Supplied passage:
== Segment start ==

It is an error to try to set a property other than those described
here.

=cut

sub set {
    my $this = shift();
    if (!defined $this || ref($this) ne "Net::Z3950::RadioMARC") {
	unshift @_, $this;
	$this = _defaultSession();
    }

    my $p = $this->{properties};
    while (@_ > 1) {
	my $name = shift();
	my $value = shift();

	die "can't set unknown property '$name' (value '$value')"
	    if !exists $p->{$name};

	$p->{$name} = $value;
    }

    if (@_) {
	warn "extra argument to set(): '" . $_[0] . "'";
    }
}


=head2 add()

 $t->add("filename.marc");
 # -- or --
 add "filename.marc";

Adds one or more MARC records to the set that are to be tested for.
Records are loaded from the file whose name is specified.  Any number
of records may be added to the test-set, but using many such records
may be self-defeating, since then the radioactive tokens to be
searched for are less likely to be unique.

Behind the scenes, this module builds an inverted index of all the
words occurring in all the subfields of all the non-control fields in
all the records that are added.  This is used when C<test()> is called
to identify which of the C<add()>ed records is the one that should be
retrieved from the server.

C<add()> returns a list of opaque tokens representing the newly added
records.  These tokens may be passed as the C<token> parameter into
the C<test()> method to indicate explicitly which of the test-set
records a particular query is intended to find.

== Segment end ==

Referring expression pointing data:

== Segment start ==

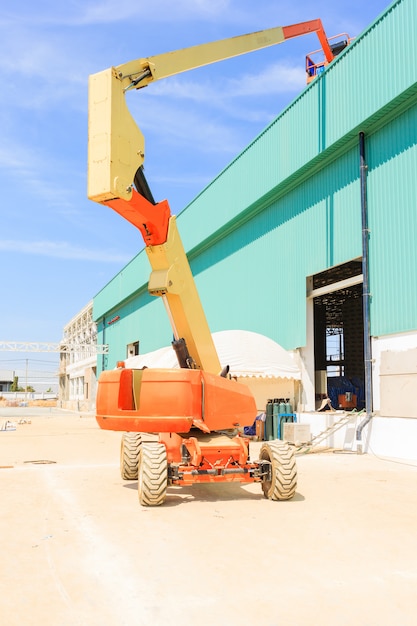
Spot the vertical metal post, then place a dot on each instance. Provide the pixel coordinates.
(366, 295)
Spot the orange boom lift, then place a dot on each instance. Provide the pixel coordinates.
(198, 411)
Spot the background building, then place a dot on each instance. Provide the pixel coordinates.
(77, 371)
(278, 243)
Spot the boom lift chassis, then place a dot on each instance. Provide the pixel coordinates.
(180, 426)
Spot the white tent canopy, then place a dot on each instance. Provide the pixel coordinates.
(248, 354)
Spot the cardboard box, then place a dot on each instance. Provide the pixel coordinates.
(296, 433)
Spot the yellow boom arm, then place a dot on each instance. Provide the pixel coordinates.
(116, 152)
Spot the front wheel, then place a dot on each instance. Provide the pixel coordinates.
(129, 455)
(153, 474)
(282, 481)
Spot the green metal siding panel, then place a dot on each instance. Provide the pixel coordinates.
(392, 202)
(375, 70)
(289, 205)
(132, 278)
(256, 276)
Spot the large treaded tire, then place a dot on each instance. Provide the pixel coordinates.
(153, 474)
(283, 481)
(130, 448)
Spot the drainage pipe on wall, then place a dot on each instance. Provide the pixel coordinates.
(366, 296)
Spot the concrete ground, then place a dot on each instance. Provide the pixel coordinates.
(77, 549)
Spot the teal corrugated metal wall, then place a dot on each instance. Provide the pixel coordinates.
(255, 278)
(392, 201)
(289, 205)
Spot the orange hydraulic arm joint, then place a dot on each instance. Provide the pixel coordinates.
(304, 28)
(116, 153)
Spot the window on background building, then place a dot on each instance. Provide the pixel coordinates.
(132, 349)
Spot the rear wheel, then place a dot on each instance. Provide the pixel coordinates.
(129, 455)
(282, 483)
(153, 474)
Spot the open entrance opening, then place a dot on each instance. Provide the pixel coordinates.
(339, 336)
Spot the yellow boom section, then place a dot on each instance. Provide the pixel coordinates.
(116, 152)
(116, 147)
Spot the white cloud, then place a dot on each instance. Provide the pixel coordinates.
(61, 250)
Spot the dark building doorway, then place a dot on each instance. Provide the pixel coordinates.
(339, 336)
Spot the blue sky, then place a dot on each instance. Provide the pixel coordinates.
(57, 248)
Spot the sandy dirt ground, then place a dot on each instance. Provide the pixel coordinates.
(77, 549)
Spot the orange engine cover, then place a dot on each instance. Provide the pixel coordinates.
(168, 400)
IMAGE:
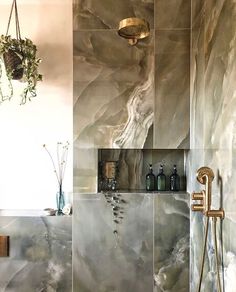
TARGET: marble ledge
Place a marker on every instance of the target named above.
(27, 213)
(97, 196)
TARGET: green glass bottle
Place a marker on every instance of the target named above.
(174, 181)
(150, 180)
(161, 179)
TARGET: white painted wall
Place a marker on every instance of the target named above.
(27, 180)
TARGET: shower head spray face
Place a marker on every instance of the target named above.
(133, 29)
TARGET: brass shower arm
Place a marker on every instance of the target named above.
(205, 176)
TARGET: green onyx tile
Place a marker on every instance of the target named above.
(106, 14)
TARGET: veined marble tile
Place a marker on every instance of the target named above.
(40, 254)
(113, 93)
(213, 133)
(94, 14)
(171, 254)
(172, 14)
(104, 261)
(171, 123)
(85, 170)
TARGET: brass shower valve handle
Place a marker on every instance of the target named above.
(197, 207)
(197, 196)
(205, 176)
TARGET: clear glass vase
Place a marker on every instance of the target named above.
(60, 201)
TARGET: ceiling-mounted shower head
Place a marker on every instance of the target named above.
(133, 29)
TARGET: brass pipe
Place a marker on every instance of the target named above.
(205, 176)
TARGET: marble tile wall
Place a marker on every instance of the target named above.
(40, 254)
(213, 131)
(126, 96)
(171, 243)
(172, 71)
(147, 249)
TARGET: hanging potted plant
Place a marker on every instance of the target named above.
(19, 58)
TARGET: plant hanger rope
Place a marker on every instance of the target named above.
(18, 35)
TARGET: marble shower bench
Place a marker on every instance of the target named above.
(148, 250)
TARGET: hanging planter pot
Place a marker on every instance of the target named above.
(19, 58)
(13, 64)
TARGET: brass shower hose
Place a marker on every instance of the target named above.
(204, 253)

== Segment end ==

Task set:
a) List every variable declared with "my" inside the set subroutine of the RadioMARC module text.
b) According to the RadioMARC module text, why may adding many records to the test-set be self-defeating?

Per-task outputs:
a) $this, $p, $name, $value

b) With many records in the test-set, the radioactive tokens to be searched for are less likely to be unique.